* start Data shown *

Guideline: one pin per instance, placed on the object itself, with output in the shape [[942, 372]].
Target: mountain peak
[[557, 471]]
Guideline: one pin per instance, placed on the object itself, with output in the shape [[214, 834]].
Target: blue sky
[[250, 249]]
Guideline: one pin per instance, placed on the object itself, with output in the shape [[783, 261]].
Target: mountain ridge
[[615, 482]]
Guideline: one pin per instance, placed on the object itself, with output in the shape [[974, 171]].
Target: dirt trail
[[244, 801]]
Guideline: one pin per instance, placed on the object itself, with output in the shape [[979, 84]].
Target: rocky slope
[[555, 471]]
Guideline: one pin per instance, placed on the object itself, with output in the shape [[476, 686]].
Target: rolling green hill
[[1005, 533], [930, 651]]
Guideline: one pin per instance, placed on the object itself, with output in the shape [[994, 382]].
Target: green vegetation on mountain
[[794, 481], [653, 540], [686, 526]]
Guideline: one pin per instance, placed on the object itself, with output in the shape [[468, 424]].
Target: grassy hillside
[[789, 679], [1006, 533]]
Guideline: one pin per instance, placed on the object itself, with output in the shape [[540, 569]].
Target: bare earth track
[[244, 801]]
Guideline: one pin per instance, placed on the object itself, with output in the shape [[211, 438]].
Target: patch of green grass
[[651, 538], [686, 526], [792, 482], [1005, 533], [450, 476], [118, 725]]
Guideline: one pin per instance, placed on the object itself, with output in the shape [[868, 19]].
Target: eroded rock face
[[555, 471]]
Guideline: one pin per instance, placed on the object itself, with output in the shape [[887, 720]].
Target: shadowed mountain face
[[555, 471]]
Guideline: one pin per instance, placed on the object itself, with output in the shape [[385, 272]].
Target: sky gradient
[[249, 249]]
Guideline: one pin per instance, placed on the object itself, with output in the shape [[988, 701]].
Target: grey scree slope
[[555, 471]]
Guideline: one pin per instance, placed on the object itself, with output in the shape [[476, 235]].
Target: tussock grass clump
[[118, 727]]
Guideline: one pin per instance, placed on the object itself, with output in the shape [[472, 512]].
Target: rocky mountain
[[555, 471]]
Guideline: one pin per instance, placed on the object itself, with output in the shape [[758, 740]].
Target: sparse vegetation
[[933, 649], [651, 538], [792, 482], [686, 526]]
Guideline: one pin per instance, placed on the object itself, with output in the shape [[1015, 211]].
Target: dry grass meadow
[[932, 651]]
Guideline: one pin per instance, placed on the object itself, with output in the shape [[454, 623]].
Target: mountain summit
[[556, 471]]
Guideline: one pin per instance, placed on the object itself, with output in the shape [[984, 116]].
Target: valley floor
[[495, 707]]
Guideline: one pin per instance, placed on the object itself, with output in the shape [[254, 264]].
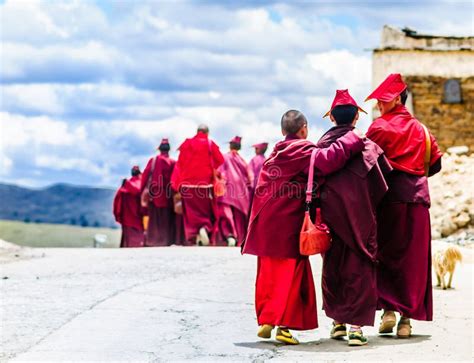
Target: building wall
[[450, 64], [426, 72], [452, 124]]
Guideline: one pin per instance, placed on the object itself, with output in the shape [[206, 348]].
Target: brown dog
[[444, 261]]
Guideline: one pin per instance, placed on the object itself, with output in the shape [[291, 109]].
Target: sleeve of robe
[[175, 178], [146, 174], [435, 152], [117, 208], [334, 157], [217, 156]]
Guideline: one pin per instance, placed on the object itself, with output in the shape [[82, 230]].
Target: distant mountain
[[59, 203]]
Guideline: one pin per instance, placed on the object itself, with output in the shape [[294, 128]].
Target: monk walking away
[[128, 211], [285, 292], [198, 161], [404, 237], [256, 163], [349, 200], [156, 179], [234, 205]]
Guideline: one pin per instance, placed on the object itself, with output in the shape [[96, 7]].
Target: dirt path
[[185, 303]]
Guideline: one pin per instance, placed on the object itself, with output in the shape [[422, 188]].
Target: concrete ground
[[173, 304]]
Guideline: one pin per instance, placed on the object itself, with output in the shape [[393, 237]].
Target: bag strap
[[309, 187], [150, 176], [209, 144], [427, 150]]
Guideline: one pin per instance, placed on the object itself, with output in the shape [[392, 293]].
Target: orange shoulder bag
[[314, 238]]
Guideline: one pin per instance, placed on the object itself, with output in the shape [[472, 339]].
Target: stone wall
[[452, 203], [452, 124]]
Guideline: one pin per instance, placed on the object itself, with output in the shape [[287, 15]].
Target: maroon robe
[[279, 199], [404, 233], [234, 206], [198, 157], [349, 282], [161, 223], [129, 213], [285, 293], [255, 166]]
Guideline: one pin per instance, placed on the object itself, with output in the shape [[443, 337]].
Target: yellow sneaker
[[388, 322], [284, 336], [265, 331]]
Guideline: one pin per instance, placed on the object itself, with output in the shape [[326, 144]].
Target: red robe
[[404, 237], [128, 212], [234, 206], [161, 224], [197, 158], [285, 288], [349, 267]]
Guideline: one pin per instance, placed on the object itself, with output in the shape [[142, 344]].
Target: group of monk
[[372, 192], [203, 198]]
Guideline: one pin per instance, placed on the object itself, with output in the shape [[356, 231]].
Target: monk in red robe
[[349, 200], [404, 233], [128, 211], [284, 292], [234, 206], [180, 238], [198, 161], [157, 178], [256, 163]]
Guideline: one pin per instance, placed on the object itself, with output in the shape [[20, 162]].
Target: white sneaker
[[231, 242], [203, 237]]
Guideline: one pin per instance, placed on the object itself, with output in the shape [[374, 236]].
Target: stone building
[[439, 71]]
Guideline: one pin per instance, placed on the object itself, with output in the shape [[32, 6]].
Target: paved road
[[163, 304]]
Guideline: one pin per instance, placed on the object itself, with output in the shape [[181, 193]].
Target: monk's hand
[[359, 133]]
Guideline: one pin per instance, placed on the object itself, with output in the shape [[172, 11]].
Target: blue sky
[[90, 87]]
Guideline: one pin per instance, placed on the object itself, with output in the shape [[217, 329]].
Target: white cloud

* end Data shown *

* **Your goal**: Add 150 to every point coordinate in the answers and write out again the part of the data that opens with its first line and closes with the line containing "[[250, 249]]", keeping every line in place and leaving all other numbers unchanged.

* **Response**:
Guideline: one pin per instance, placed on the object itself, with output in the shape [[942, 372]].
Target: mountain peak
[[707, 621]]
Guideline: one pin per instance, placed on the object itself, with output in the shape [[214, 834]].
Target: blue sky
[[400, 399]]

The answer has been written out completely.